The answer must consist of every line from the data that holds the string "point".

══ STUDY MATERIAL

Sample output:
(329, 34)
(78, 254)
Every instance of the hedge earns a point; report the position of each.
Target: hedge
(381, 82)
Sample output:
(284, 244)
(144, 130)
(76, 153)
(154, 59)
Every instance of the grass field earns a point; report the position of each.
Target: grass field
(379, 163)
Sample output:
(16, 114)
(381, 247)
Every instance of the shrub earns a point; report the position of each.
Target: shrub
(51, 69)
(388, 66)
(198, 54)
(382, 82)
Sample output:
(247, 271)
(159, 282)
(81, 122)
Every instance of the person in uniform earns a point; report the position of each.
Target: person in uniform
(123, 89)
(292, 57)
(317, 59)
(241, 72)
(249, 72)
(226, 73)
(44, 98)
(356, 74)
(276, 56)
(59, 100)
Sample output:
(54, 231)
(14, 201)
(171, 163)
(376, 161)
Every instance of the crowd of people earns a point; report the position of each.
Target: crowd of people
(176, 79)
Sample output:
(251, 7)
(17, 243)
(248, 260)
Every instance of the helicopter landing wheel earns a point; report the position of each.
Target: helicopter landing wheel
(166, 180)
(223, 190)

════

• **PROBLEM SOLUTION**:
Every instance of the hedge earns a point; report the position of each.
Every instance of the grass field earns a point; report the position of each.
Every instance of the shrub earns a point; report the position of each.
Every instance of the person in uniform earns a point; report the position of each.
Every instance of the crowd of people earns a point; report the position of each.
Every instance of the helicopter landing wheel earns a point; report the position of each.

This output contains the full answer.